* **Aim**
Swap every occurrence of "bounding box" in the data below for "enclosing rectangle", and reproduce everything else unchanged.

* **The input**
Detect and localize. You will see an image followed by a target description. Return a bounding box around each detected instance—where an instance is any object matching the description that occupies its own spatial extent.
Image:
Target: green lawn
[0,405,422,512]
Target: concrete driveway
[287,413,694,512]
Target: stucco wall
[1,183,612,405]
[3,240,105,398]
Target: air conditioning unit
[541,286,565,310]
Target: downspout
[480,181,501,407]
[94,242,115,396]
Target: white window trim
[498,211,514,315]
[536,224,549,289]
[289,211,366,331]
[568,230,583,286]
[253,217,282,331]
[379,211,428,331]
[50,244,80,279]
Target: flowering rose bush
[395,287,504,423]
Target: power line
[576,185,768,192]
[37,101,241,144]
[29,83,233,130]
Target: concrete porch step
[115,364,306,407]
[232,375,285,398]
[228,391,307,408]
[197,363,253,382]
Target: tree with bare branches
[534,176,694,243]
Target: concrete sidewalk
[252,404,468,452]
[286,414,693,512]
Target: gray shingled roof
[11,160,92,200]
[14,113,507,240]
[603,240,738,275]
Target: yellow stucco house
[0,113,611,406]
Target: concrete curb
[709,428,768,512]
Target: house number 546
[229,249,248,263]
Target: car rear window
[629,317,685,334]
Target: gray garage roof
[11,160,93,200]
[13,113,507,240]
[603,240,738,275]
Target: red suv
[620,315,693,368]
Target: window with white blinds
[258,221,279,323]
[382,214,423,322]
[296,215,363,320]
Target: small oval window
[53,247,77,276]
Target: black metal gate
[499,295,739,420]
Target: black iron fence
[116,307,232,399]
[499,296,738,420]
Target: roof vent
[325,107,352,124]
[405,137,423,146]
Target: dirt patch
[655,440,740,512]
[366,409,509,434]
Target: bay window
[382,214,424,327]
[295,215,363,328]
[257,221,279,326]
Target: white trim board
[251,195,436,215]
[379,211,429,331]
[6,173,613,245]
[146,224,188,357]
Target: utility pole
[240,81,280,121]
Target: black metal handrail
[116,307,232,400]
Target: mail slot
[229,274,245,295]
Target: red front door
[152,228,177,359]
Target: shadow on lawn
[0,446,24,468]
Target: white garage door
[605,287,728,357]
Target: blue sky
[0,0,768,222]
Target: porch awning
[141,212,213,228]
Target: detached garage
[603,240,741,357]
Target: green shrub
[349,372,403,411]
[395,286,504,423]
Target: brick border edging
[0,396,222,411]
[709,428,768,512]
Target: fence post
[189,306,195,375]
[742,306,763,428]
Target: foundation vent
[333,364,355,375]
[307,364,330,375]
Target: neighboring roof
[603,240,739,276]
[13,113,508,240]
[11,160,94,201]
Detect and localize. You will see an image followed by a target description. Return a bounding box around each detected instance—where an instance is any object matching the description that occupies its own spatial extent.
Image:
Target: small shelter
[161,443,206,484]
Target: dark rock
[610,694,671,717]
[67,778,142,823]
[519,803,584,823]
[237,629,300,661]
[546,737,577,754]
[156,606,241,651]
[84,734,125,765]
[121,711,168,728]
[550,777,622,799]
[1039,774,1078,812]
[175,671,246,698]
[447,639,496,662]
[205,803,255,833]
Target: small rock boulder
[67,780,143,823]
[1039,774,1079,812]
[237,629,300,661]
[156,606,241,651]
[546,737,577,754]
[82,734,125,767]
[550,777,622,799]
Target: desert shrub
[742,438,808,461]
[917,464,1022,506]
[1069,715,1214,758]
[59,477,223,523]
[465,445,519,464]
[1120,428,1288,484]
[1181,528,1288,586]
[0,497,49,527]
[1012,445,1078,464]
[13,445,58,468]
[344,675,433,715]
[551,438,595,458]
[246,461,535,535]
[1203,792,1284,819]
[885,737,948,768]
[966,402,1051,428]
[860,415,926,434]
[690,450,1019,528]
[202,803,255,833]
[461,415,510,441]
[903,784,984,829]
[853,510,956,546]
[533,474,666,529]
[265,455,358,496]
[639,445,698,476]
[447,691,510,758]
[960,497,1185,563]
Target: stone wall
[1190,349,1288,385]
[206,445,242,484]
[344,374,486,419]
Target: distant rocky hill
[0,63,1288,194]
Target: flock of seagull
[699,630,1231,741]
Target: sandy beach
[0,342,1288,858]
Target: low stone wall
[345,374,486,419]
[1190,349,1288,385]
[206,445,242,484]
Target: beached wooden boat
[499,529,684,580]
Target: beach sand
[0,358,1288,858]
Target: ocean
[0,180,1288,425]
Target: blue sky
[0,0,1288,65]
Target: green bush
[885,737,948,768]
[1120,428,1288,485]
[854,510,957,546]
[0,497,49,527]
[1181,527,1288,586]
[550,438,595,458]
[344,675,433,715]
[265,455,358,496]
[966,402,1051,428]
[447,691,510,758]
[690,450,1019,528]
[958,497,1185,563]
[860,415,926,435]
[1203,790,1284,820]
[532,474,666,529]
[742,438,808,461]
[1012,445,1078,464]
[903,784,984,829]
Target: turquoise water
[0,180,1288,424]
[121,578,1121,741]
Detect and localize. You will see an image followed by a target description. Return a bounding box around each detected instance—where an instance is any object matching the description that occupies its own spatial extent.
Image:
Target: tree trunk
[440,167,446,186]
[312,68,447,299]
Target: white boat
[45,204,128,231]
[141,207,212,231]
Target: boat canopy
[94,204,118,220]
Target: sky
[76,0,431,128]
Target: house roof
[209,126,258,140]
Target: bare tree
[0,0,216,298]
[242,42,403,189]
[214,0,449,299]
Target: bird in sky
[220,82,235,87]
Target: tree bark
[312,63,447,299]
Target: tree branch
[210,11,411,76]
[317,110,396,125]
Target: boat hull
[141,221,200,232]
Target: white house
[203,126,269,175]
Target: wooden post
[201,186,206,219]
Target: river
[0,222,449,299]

* **Finished task**
Detect and localize. You will see an image followed by a target description. Return a enclosing rectangle around each detected instance—where an instance is any object matching the description that occupies its own spatial extent.
Image:
Target: green lawn
[0,405,422,512]
Target: concrete driveway
[287,413,694,512]
Target: stucco wall
[1,183,612,405]
[3,240,105,398]
Target: air conditioning unit
[541,286,565,310]
Target: downspout
[480,181,501,407]
[94,242,115,396]
Target: white window trim
[498,211,514,315]
[536,224,549,289]
[289,211,366,331]
[568,230,583,286]
[253,217,282,331]
[379,211,428,331]
[50,244,80,279]
Target: flowering rose bush
[395,287,504,423]
Target: power line
[576,185,768,192]
[37,101,241,144]
[29,83,233,130]
Target: concrete porch step
[115,364,306,407]
[232,375,285,398]
[228,391,307,408]
[197,363,253,382]
Target: tree with bare branches
[534,176,694,243]
Target: concrete sidewalk
[252,404,468,452]
[286,414,693,512]
Target: gray shingled roof
[11,160,92,200]
[14,113,507,240]
[603,240,738,275]
Target: yellow stucco house
[0,113,611,406]
Target: concrete curb
[709,428,768,512]
Target: house number 546
[229,249,248,263]
Target: car rear window
[629,317,685,334]
Target: gray garage roof
[11,160,93,200]
[13,113,507,240]
[603,240,738,275]
Target: red suv
[620,315,693,368]
Target: window with white blinds
[258,221,279,323]
[382,214,423,322]
[296,215,363,320]
Target: small oval window
[53,247,77,276]
Target: black metal gate
[499,295,739,420]
Target: black iron fence
[116,307,232,399]
[499,296,738,420]
Target: roof vent
[325,107,352,124]
[405,137,423,146]
Target: dirt patch
[655,440,740,512]
[366,409,509,434]
Target: bay window
[382,214,424,327]
[295,215,363,328]
[257,221,279,326]
Target: white trim board
[251,195,436,215]
[379,211,429,331]
[6,173,613,245]
[146,224,188,357]
Target: utility pole
[240,81,280,121]
Target: black metal handrail
[116,307,232,400]
Target: mail slot
[229,274,245,295]
Target: red front door
[152,228,177,359]
Target: shadow on lawn
[0,446,24,468]
Target: white garage door
[605,287,728,357]
Target: blue sky
[0,0,768,222]
Target: porch awning
[141,212,213,228]
Target: detached garage
[603,240,741,357]
Target: green shrub
[349,372,403,411]
[395,286,504,423]
Target: brick border edging
[0,396,222,411]
[709,428,768,512]
Target: fence post
[189,306,195,375]
[742,306,763,428]
Target: foundation vent
[333,364,355,375]
[307,364,330,375]
Target: neighboring roof
[603,240,739,276]
[13,113,508,240]
[11,160,94,201]
Detect and localize. You will see an image followed by a target description. Return a enclosing rectangle around each detected instance—where an instance is any object matching the description that occupies its own spatial extent.
Image:
Target: small shelter
[161,443,206,484]
Target: dark rock
[610,694,671,717]
[67,778,142,823]
[519,803,584,823]
[237,629,300,661]
[546,737,577,754]
[156,606,241,651]
[84,734,125,765]
[121,711,168,728]
[550,777,622,799]
[1039,774,1078,812]
[175,671,246,698]
[447,639,496,662]
[205,803,255,833]
Target: small rock boulder
[67,780,143,823]
[1039,774,1079,812]
[237,629,300,661]
[156,606,241,651]
[546,737,577,754]
[82,734,125,767]
[550,777,622,799]
Target: desert shrub
[742,438,808,461]
[917,464,1022,506]
[1069,715,1214,758]
[59,477,223,523]
[465,445,519,464]
[1120,428,1288,484]
[1181,528,1288,586]
[0,497,49,527]
[1012,445,1078,464]
[13,445,58,468]
[344,675,433,715]
[551,438,595,458]
[246,461,535,535]
[1203,792,1284,819]
[885,737,948,768]
[966,402,1051,428]
[860,415,926,434]
[690,450,1019,528]
[202,803,255,833]
[461,415,510,441]
[903,784,984,829]
[853,510,956,546]
[533,474,666,529]
[265,455,358,496]
[639,445,698,476]
[447,691,510,758]
[960,497,1185,563]
Target: stone wall
[1190,349,1288,385]
[206,445,242,484]
[344,374,486,419]
Target: distant rocky hill
[0,63,1288,194]
Target: flock of seagull
[699,630,1231,741]
Target: sandy beach
[0,342,1288,858]
Target: low stone wall
[345,374,486,419]
[1190,349,1288,385]
[206,445,242,484]
Target: beached wooden boat
[499,529,684,580]
Target: beach sand
[0,358,1288,858]
Target: ocean
[0,180,1288,425]
Target: blue sky
[0,0,1288,65]
Target: green bush
[885,737,948,768]
[1120,428,1288,485]
[854,510,957,546]
[0,497,49,527]
[1181,527,1288,586]
[550,438,595,458]
[344,675,433,715]
[265,455,358,496]
[966,402,1051,428]
[447,691,510,758]
[690,450,1019,528]
[958,497,1185,563]
[860,415,926,435]
[1203,790,1284,820]
[532,474,666,529]
[742,438,808,461]
[1012,445,1078,464]
[903,784,984,829]
Target: turquoise water
[0,180,1288,424]
[121,578,1121,741]
Detect and localize. You will see an image followed by a target description. Return a enclosing rectangle around each detected instance—where an instance is any object matching the description that occupies its own spatial extent.
Image:
Target: tree trunk
[440,167,446,186]
[312,68,447,299]
Target: white boat
[45,204,128,231]
[141,207,212,231]
Target: boat canopy
[94,204,118,220]
Target: sky
[76,0,431,128]
Target: house roof
[209,126,258,140]
Target: bare tree
[0,0,216,298]
[242,42,403,189]
[214,0,449,299]
Target: bird in sky
[220,82,235,87]
Target: tree bark
[312,63,447,299]
Target: tree branch
[210,11,411,76]
[317,110,396,125]
Target: boat hull
[141,221,200,232]
Target: white house
[203,126,269,175]
Target: wooden post
[201,186,206,219]
Target: river
[0,222,449,299]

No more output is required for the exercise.